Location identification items
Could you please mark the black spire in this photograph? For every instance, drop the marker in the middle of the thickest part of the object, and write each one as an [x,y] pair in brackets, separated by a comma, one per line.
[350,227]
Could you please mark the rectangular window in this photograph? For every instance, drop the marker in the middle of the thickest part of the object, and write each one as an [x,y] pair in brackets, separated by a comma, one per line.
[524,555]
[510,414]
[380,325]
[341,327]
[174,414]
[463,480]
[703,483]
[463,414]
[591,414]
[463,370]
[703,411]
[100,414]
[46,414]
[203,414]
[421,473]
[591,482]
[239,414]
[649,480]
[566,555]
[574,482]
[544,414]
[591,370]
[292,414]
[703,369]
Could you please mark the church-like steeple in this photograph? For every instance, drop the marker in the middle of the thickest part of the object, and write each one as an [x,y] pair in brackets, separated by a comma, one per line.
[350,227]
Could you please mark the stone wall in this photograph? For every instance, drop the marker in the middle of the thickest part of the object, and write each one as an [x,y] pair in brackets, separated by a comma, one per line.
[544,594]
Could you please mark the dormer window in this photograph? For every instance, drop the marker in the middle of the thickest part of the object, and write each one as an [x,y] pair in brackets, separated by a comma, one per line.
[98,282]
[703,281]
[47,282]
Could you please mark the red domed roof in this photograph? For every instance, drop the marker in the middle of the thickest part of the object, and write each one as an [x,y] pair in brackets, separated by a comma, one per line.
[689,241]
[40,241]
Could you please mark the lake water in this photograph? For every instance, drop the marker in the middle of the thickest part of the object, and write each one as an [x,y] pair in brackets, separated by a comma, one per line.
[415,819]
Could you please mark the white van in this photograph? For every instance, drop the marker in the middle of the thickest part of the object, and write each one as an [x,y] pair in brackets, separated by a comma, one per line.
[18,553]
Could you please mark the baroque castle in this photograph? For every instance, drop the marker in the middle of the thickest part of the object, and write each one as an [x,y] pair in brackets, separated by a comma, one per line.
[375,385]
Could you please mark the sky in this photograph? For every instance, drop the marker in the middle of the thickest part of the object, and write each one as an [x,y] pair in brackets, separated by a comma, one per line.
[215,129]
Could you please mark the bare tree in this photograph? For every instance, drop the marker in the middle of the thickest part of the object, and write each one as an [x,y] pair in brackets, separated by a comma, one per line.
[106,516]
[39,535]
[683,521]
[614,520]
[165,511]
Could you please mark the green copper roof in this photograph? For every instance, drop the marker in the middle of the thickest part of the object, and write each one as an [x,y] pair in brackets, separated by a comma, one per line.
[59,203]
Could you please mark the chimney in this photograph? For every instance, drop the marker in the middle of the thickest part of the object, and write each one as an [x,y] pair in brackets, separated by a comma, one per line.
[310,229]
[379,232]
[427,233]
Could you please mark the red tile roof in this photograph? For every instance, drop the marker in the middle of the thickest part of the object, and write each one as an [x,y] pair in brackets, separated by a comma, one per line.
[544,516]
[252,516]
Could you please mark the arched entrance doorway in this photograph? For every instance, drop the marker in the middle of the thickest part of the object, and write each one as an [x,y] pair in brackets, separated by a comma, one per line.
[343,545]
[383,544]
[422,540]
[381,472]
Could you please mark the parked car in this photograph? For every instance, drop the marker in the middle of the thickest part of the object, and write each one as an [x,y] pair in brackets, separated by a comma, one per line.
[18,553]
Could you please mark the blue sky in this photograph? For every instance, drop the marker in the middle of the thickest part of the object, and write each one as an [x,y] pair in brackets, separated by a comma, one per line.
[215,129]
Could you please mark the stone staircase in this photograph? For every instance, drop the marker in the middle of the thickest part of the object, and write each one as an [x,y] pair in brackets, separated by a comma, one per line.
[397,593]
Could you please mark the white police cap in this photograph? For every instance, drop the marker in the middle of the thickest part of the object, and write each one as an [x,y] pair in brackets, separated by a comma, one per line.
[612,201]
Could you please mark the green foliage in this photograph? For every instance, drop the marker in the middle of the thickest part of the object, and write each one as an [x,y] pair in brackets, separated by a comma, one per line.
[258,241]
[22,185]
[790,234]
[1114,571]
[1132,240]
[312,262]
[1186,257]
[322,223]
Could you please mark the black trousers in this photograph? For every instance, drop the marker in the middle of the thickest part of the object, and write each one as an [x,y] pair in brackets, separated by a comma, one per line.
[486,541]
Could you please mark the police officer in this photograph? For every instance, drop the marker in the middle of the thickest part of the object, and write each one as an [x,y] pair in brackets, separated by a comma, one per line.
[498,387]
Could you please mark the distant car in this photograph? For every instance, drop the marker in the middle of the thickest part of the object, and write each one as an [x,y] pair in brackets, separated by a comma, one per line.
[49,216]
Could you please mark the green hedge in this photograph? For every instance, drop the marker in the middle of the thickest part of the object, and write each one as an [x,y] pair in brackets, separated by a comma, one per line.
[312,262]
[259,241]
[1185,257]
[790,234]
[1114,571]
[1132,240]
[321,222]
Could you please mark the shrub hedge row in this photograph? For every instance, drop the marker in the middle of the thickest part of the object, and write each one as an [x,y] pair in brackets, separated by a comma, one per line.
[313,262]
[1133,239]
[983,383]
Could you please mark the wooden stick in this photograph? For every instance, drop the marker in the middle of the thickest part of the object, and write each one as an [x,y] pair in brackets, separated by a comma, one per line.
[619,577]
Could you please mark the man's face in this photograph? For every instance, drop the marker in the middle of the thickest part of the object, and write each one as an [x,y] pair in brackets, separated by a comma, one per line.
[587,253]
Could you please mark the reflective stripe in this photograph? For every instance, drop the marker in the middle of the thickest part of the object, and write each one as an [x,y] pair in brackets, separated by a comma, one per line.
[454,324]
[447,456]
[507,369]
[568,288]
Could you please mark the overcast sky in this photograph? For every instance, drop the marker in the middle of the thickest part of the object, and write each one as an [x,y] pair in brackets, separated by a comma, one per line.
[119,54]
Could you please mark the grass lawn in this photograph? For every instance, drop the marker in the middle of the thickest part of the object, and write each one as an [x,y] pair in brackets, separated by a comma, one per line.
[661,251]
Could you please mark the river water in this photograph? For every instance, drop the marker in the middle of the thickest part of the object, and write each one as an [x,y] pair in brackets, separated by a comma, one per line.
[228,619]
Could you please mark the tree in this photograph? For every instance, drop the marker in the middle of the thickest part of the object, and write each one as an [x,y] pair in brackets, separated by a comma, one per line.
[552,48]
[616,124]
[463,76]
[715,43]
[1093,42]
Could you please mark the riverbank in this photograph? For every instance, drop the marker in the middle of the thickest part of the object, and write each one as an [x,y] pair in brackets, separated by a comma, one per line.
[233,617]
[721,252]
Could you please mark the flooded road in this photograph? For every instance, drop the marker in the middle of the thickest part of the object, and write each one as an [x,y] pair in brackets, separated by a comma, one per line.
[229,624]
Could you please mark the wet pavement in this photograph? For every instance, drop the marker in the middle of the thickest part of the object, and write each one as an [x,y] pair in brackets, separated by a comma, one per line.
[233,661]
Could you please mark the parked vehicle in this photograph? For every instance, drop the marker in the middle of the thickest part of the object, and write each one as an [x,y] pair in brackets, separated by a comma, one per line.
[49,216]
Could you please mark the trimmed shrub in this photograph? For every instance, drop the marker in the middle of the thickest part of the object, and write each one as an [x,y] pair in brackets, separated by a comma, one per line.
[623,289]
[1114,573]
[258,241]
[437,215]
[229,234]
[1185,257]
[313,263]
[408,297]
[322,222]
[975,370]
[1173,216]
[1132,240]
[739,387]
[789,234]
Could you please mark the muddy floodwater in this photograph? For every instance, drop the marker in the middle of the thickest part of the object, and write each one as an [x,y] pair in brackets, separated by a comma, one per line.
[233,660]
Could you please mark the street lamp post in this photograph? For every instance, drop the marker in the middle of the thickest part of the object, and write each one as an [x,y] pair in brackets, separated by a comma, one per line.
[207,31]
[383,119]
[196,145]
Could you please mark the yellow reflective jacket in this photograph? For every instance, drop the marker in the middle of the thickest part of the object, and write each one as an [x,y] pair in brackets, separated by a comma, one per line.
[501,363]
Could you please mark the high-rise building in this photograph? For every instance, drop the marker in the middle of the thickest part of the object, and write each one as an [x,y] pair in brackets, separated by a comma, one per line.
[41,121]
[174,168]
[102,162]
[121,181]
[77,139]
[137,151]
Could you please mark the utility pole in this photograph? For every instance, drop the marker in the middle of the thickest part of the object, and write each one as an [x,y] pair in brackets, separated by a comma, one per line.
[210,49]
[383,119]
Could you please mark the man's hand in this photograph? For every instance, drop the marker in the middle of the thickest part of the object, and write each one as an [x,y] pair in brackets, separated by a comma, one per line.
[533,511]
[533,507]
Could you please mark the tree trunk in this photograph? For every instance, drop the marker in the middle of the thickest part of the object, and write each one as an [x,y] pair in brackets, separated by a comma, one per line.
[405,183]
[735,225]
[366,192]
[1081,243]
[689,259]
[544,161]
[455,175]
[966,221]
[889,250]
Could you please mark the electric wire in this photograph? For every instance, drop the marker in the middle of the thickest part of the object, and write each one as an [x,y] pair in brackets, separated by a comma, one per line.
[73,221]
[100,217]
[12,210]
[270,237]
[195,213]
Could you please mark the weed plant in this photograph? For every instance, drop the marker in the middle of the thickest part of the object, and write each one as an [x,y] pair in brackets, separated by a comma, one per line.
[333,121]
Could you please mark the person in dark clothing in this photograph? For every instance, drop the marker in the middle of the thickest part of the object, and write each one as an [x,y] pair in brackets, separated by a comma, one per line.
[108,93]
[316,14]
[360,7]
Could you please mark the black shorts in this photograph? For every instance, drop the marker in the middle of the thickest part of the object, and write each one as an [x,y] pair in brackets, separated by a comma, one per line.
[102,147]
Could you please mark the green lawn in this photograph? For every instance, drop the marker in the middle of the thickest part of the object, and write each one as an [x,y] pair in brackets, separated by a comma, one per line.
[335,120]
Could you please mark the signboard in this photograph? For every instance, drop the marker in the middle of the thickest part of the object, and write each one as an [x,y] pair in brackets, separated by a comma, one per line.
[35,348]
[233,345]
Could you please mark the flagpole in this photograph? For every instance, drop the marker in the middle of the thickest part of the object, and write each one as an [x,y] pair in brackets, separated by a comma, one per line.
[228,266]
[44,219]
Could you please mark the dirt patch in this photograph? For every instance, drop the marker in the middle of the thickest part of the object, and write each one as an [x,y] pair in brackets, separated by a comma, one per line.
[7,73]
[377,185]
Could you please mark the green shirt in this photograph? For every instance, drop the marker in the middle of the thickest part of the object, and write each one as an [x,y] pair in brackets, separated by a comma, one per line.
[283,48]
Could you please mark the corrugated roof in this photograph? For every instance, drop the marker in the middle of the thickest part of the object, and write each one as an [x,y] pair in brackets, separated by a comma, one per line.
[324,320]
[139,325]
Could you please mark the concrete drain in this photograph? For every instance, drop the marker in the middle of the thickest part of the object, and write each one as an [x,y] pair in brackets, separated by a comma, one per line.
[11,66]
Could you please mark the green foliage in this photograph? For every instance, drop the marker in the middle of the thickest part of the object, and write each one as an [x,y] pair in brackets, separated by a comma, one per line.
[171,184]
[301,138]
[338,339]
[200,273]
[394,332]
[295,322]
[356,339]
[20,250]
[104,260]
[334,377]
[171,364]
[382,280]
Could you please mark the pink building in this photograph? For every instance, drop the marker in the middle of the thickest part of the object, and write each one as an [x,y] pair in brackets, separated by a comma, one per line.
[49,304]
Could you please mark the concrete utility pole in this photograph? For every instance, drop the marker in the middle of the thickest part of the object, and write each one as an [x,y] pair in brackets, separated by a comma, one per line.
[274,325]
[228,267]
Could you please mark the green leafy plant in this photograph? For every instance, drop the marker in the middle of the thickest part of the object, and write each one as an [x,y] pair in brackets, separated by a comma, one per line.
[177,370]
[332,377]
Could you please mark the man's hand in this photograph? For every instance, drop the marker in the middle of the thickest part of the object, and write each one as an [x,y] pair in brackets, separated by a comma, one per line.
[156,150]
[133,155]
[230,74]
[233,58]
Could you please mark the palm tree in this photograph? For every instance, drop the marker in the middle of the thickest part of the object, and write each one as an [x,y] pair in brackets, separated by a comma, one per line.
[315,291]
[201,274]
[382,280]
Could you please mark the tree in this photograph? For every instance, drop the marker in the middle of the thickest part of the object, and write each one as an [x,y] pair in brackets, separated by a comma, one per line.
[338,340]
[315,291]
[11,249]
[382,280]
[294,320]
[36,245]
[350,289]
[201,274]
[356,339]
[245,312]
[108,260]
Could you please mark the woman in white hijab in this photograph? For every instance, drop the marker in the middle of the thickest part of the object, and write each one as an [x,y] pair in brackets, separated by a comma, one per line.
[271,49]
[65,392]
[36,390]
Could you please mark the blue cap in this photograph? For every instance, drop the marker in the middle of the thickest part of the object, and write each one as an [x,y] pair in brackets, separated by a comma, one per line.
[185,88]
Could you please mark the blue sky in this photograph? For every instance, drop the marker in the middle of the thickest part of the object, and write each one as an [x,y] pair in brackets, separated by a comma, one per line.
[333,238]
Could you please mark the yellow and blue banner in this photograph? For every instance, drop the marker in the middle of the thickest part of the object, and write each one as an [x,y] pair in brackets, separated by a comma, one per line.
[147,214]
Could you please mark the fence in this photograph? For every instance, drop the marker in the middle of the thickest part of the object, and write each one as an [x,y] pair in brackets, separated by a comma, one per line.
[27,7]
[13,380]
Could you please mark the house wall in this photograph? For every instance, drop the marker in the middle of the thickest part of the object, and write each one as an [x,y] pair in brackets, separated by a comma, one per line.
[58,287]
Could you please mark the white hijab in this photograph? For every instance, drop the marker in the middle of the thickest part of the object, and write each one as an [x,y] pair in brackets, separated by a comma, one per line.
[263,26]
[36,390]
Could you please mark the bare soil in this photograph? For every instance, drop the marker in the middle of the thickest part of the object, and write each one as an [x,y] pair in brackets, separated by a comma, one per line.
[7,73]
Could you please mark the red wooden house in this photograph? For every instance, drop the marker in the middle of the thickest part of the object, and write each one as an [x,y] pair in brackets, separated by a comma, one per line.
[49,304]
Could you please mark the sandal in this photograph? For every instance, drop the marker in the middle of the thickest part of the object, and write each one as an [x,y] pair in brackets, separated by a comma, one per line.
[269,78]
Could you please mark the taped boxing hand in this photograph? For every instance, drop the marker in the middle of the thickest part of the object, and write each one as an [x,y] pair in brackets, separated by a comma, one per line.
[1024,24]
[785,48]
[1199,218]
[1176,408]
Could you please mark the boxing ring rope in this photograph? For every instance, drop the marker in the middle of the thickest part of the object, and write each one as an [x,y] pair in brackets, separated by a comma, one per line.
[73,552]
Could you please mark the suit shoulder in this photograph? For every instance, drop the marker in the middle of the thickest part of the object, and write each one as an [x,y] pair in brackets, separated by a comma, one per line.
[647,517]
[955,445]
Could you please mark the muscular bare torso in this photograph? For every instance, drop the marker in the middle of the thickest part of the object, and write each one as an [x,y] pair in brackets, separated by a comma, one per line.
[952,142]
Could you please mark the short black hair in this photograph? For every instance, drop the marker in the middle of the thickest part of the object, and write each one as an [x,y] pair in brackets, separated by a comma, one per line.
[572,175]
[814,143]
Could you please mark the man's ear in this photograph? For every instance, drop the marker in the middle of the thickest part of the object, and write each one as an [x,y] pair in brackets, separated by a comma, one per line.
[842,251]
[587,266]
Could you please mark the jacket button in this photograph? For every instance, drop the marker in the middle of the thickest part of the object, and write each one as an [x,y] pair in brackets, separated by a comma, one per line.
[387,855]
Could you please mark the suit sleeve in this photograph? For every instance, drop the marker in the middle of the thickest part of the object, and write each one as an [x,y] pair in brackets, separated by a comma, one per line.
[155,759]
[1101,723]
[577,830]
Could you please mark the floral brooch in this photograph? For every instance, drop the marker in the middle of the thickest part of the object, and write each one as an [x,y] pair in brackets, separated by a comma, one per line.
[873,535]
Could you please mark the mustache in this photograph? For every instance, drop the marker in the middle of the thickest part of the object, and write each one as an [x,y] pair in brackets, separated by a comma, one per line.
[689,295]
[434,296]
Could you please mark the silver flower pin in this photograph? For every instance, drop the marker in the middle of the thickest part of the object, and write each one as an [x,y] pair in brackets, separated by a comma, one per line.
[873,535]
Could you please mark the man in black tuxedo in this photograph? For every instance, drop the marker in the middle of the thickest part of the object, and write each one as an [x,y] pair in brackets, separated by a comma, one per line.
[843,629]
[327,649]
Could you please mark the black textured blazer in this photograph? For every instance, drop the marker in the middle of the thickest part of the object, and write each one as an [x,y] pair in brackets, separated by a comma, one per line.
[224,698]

Stated problem:
Quote, without any change, each line from the one that contains "Could you please mark the floral" through the end of the material.

Answer to the problem:
Could you please mark the floral brooch in this photograph? For every instance, drop the marker in the middle of the thickest part of the object, and write each one as an [x,y] pair in brackets, separated by a comma, one per line.
[873,535]
Could you please mark the mustache in this photograph? For every instance, drop the marker in the middle of the thickest part of the object, and write each one as an [x,y] pair in brackets, separated by a comma, one per line.
[689,295]
[434,296]
Could you please mark the silver flower pin in this photograph? For every instance, drop the marker in the middle of the thickest part of the object, and write each one as an [x,y] pair in brackets, separated by a comma, one per line.
[873,535]
Could you please mark the man in black tuxedo in this photograph? For every instance, drop the marker in the middle of the thickest part of the object, and write each one as an [x,y] pair in brackets, separated by a comma, one per line.
[843,629]
[327,649]
Could you please mark the black textured blazer in this photograph? For every instance, drop the marker in the middle of the thickest part of the object, and write each one as an [x,y] pair in brackets, separated by a comma, one per line.
[224,698]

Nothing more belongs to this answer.